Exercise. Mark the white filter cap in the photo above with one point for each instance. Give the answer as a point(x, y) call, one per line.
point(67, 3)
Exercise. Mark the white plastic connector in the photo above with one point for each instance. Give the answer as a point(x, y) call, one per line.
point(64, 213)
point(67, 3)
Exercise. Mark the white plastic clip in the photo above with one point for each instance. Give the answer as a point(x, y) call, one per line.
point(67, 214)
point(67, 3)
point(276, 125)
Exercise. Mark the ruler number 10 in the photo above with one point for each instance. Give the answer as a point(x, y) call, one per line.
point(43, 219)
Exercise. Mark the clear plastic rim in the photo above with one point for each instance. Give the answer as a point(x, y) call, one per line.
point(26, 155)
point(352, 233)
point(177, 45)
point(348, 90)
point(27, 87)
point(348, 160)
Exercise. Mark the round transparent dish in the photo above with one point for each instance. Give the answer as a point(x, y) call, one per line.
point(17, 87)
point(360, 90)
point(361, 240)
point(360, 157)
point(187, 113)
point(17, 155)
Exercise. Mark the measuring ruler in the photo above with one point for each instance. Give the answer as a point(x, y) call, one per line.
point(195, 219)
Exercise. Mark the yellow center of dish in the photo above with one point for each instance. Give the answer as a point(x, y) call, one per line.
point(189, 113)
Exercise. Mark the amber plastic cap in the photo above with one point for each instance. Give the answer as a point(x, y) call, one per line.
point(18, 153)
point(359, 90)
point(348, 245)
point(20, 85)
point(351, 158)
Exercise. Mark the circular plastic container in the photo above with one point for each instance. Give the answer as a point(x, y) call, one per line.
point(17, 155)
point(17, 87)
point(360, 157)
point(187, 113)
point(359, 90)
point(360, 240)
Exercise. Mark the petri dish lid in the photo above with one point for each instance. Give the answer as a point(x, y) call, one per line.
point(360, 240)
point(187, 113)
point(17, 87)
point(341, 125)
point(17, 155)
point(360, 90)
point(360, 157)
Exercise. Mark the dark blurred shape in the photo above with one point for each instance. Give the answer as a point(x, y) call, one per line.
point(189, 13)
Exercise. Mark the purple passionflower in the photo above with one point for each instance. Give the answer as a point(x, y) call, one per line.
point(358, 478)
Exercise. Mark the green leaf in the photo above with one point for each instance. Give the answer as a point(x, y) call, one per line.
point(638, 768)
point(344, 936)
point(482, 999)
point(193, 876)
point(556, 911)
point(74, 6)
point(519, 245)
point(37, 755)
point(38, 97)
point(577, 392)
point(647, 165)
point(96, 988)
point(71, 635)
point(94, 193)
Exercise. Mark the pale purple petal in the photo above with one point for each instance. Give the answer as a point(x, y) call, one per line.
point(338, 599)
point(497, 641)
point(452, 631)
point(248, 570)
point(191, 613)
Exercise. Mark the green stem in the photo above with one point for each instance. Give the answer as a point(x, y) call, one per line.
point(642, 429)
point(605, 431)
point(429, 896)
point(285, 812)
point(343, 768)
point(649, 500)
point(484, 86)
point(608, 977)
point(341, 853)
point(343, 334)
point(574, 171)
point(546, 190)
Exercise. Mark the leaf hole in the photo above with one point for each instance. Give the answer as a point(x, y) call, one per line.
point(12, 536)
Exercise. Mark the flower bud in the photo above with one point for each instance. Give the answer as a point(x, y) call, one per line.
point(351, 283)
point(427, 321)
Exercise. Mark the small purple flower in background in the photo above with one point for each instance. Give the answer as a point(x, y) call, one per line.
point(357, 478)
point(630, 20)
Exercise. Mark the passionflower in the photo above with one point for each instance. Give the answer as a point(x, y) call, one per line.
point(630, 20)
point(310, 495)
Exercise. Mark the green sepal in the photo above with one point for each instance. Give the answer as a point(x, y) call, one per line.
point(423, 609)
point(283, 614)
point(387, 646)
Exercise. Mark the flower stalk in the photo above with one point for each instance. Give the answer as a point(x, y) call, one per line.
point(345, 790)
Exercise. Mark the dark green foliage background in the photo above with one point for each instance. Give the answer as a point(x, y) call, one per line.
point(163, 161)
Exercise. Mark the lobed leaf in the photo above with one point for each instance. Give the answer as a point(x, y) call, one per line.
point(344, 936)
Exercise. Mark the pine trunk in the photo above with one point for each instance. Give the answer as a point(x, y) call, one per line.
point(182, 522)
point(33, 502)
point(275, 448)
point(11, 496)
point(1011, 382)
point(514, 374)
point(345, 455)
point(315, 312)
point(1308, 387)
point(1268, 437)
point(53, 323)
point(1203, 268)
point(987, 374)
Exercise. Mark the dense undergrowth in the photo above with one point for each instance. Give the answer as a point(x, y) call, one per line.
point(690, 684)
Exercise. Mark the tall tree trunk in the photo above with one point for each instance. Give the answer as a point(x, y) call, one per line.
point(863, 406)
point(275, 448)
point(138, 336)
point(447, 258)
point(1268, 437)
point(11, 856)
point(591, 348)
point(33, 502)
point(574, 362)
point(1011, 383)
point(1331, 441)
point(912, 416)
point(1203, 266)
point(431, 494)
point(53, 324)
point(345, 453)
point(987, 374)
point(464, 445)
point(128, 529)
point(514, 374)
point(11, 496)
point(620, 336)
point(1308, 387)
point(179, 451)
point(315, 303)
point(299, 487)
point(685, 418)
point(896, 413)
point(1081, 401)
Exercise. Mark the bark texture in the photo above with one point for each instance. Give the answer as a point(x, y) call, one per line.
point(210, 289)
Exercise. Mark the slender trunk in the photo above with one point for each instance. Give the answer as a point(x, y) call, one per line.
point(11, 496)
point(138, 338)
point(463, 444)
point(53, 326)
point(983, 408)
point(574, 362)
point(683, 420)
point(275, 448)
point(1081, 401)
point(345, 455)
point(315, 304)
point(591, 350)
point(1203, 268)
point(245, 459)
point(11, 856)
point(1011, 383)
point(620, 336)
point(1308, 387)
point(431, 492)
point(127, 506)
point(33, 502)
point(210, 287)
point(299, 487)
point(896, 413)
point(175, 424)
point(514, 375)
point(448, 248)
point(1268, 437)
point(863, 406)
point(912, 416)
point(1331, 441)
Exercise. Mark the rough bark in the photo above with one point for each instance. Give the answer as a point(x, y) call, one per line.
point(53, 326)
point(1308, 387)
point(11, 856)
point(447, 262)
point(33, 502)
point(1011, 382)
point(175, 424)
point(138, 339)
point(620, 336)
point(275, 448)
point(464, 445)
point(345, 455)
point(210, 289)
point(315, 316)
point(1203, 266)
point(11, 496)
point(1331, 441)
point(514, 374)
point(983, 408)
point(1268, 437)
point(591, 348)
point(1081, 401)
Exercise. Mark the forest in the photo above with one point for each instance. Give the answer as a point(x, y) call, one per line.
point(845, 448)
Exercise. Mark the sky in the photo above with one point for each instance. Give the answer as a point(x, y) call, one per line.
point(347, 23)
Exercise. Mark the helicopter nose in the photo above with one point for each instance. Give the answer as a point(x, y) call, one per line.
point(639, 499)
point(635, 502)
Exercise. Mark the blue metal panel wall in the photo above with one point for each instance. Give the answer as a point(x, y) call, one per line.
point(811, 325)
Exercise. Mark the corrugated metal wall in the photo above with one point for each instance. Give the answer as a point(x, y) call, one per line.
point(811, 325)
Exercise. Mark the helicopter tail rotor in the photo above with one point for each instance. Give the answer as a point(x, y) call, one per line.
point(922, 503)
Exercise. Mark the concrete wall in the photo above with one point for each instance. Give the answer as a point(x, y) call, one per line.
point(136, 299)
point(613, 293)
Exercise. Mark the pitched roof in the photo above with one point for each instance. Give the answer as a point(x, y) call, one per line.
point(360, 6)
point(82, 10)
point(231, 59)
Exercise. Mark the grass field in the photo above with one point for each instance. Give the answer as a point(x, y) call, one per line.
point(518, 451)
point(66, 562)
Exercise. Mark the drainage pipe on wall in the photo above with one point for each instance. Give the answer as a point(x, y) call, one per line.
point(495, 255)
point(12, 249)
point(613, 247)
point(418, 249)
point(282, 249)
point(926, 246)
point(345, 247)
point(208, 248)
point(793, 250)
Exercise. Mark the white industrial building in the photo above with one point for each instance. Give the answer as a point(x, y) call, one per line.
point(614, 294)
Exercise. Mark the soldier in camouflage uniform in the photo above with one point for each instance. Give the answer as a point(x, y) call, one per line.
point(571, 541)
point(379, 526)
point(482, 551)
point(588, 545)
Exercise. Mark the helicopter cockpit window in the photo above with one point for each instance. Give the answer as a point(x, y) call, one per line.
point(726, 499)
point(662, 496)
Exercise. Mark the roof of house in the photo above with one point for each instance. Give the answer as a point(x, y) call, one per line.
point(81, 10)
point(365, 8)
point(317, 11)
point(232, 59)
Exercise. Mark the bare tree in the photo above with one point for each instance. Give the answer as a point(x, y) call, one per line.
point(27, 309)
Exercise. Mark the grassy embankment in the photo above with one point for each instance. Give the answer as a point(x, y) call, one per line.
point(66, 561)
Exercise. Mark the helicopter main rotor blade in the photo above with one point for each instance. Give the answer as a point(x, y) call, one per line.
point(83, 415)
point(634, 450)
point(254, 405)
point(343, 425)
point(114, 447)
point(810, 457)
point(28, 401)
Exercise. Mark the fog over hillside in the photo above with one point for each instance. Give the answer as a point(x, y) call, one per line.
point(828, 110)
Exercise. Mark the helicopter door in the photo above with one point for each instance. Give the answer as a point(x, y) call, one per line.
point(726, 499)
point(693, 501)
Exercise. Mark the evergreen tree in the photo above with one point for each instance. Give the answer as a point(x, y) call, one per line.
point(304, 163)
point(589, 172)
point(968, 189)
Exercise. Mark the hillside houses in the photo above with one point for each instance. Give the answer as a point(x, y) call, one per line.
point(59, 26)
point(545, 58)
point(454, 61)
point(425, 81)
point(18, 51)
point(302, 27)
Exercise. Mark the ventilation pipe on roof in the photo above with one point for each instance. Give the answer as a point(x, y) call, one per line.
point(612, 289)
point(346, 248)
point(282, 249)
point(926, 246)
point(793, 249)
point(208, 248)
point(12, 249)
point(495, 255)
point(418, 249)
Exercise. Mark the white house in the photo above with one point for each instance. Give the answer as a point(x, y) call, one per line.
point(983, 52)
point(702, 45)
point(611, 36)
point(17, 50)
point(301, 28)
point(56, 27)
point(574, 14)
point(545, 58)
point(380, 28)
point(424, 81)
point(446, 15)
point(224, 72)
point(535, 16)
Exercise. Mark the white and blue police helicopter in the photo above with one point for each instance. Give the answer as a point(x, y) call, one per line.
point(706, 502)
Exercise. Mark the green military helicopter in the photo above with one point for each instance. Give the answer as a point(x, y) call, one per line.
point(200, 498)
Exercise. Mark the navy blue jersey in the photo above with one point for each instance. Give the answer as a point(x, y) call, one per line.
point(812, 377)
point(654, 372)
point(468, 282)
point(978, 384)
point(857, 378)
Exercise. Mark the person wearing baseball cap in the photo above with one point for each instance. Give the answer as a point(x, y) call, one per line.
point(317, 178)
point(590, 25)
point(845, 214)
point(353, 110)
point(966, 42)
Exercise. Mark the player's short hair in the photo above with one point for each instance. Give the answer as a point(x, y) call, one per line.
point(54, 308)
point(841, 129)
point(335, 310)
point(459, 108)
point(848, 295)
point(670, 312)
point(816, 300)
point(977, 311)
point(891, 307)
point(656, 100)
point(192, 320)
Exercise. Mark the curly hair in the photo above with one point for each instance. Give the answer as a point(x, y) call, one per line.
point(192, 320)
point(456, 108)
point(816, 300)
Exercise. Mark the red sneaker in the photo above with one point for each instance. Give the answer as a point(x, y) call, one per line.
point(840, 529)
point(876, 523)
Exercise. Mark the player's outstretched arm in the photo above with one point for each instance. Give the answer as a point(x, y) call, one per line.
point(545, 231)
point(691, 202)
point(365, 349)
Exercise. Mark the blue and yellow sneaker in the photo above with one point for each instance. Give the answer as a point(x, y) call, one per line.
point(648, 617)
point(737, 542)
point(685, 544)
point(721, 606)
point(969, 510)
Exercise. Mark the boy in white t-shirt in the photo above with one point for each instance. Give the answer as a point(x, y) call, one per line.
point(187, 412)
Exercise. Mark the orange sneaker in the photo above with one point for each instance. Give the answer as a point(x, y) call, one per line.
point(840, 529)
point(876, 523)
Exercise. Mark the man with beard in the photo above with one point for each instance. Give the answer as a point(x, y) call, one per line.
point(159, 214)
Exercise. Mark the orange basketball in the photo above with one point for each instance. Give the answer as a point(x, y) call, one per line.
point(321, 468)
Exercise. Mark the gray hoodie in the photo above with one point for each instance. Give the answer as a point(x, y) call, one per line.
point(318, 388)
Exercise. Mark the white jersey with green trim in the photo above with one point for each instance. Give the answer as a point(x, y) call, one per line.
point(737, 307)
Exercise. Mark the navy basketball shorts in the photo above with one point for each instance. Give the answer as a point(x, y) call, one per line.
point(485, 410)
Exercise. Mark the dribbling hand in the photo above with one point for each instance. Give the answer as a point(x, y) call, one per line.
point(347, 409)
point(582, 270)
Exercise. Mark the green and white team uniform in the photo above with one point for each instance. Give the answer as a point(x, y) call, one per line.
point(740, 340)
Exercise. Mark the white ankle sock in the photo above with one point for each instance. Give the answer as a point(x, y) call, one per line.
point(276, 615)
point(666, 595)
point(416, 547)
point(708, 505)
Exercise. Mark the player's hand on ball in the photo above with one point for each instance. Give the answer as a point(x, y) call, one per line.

------------------------------------------------------------

Task goal: Please convert the text from the line that contains "Exercise. Mark the drainage" through the line that contains "point(28, 401)" into a two-column CSV with the header instruction,points. Give each line starting with "Exercise." its own row, put the lines that follow it in the points column, quote every field, and turn line breaks into spaces.

Complete output:
instruction,points
"Exercise. Mark the drainage pipe on wall in the photo above with one point for each instance. Give the answer as a point(x, y) call, one per line.","point(495, 255) point(12, 249) point(613, 247) point(418, 249) point(282, 249) point(926, 246) point(345, 247) point(208, 248) point(793, 250)"
"Exercise. Mark the white industrial building in the photo above with one point for each instance. Give the answer as a point(x, y) call, one per line.","point(614, 294)"
"Exercise. Mark the soldier in camouflage uniform in the photo above with one point for each instance. Give the answer as a point(x, y) call, one per line.","point(571, 541) point(379, 526) point(482, 551) point(588, 545)"
"Exercise. Mark the helicopter cockpit window in the photo above with one point for each instance. Give the answer as a point(x, y) call, one per line.","point(726, 499) point(662, 496)"
"Exercise. Mark the roof of house in the photo above with one point for each instance. Give the answer as a point(x, y) call, one per line.","point(81, 10) point(365, 8) point(317, 11) point(232, 59)"
"Exercise. Mark the bare tree in the photo above with one point for each instance. Give the answer as a point(x, y) call, one per line.","point(27, 309)"
"Exercise. Mark the grassy embankment in the photo above with one point for each instance. Give the answer as a point(x, y) call, one per line.","point(66, 561)"
"Exercise. Mark the helicopter main rotor blade in the photo above with one point for each instance. Give the answer as a point(x, y) call, one per line.","point(83, 415) point(634, 450) point(254, 405) point(343, 425) point(114, 447) point(810, 457) point(28, 401)"